:: WORK ORDER ::
Reproduce the first line of the entries that follow and each later line, word for word, ending with the one containing "Target: frozen lake".

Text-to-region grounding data
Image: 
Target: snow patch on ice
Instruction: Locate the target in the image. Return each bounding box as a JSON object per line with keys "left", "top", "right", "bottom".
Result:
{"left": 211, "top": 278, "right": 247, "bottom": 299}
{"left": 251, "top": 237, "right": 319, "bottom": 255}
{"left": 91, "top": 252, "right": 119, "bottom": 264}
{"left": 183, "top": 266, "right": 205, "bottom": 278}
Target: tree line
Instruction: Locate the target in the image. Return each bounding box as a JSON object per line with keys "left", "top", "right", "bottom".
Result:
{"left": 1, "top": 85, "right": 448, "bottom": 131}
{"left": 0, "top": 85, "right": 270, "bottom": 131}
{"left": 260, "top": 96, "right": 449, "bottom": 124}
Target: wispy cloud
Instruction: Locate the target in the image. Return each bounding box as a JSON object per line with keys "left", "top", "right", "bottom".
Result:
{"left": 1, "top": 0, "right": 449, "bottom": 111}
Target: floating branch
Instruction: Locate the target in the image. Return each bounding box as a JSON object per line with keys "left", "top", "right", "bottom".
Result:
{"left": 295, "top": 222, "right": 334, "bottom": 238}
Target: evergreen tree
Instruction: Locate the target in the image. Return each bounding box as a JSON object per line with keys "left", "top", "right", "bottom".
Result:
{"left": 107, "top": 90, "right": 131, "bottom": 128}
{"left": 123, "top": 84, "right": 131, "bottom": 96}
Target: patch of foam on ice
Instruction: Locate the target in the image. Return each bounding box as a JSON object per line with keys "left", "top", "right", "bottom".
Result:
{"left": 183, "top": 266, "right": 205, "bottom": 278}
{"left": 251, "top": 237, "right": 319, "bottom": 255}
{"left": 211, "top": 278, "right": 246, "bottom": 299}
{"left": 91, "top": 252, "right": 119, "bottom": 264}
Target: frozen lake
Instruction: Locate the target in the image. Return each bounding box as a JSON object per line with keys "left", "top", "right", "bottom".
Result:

:: WRITTEN RESPONSE ::
Image: 
Target: snow patch on ice
Instruction: Locate the target in the image. Return each bounding box as a JSON object per line with keys "left", "top", "right", "bottom".
Result:
{"left": 211, "top": 278, "right": 247, "bottom": 299}
{"left": 251, "top": 237, "right": 319, "bottom": 255}
{"left": 91, "top": 252, "right": 119, "bottom": 264}
{"left": 183, "top": 266, "right": 205, "bottom": 278}
Target: tree line
Instruction: Locate the target in the image. Return each bounding box as a JSON object per line with keys "left", "top", "right", "bottom".
Result:
{"left": 1, "top": 85, "right": 448, "bottom": 131}
{"left": 0, "top": 85, "right": 270, "bottom": 131}
{"left": 260, "top": 96, "right": 449, "bottom": 124}
Target: wispy cloud
Instruction: Locate the target in the image. Return each bounding box as a JSON object per line with keys "left", "top", "right", "bottom".
Result:
{"left": 1, "top": 0, "right": 449, "bottom": 111}
Target: floating branch
Instruction: Locate the target in the image. Return each bounding box as a JSON object per line with keys "left", "top", "right", "bottom".
Result:
{"left": 295, "top": 222, "right": 334, "bottom": 238}
Target: evergreen tree
Instruction: Locate the target in the image. Return each bounding box as a JSON object per line with keys "left", "top", "right", "bottom".
Result:
{"left": 107, "top": 90, "right": 131, "bottom": 128}
{"left": 123, "top": 84, "right": 131, "bottom": 96}
Target: patch of foam on ice
Instruction: Locate the target in the image. Return each bounding box as a JSON object per line with keys "left", "top", "right", "bottom".
Result:
{"left": 183, "top": 266, "right": 205, "bottom": 278}
{"left": 251, "top": 237, "right": 319, "bottom": 255}
{"left": 211, "top": 278, "right": 246, "bottom": 299}
{"left": 91, "top": 252, "right": 119, "bottom": 264}
Target: frozen lake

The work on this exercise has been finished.